* **DATA**:

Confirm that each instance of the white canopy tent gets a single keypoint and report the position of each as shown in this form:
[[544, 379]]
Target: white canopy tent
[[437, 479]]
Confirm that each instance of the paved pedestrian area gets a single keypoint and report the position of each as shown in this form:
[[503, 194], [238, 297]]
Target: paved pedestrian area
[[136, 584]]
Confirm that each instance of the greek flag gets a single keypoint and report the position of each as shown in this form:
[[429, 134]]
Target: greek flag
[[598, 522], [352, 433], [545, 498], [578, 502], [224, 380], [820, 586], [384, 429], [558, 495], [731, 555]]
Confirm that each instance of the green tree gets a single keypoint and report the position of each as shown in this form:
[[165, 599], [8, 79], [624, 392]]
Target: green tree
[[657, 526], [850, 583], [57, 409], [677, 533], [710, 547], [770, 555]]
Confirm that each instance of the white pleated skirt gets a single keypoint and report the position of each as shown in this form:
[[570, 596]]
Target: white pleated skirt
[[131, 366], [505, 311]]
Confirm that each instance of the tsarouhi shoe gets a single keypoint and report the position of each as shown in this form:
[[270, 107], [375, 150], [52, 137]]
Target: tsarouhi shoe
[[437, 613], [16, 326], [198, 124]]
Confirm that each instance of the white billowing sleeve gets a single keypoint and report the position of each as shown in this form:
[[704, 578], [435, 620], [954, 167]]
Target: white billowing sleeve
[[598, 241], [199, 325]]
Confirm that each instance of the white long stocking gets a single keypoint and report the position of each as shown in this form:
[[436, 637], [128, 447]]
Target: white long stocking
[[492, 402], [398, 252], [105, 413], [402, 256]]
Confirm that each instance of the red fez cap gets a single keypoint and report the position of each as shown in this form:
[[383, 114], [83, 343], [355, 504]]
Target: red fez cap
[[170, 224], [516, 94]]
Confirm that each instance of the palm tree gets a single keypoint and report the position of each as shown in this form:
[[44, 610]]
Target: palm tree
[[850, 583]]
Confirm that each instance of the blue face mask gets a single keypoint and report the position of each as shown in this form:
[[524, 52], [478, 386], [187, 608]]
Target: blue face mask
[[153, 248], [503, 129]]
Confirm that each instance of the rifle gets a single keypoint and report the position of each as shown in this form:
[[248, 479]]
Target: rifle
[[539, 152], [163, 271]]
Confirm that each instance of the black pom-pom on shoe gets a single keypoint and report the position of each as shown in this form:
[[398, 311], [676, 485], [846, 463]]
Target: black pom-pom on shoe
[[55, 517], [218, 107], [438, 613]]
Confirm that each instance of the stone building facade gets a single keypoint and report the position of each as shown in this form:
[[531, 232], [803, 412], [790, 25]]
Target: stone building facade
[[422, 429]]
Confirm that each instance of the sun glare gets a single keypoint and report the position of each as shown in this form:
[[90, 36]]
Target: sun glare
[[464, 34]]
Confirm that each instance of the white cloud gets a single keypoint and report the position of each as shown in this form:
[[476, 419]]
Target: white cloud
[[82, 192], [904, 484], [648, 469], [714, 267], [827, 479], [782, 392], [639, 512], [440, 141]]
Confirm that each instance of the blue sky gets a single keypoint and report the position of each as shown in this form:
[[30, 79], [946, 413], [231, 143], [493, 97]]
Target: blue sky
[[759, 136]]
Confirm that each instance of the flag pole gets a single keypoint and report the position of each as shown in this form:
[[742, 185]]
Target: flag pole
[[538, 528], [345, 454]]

* **YOUR OBJECTIVE**: There is a run of lines above from the one with "[[248, 479]]" to the one with "[[476, 419]]"; print exactly that run, both ends included, and nothing else.

* **TASK SOLUTION**:
[[248, 479]]
Target: rifle
[[539, 152], [163, 271]]
Confirm that each instance of the black pom-pom on shoe gets a single keypoint and report the position of each as shown in this form:
[[398, 311], [676, 485], [846, 463]]
Target: black pom-pom on shoe
[[55, 517], [218, 107], [438, 613]]
Confirm that each instance of the stone building facade gets a single keypoint and report the position of each as shown in this form:
[[531, 232], [803, 412], [790, 25]]
Target: stone building facade
[[422, 429]]
Confirm that each instance of the sun glare gets a single keypoint and report the position of each as shown in this form:
[[90, 36]]
Target: sun glare
[[464, 34]]
Confirm that each instance of the white cloud gets a single keypoint and report the position of each as shown in this form:
[[476, 419]]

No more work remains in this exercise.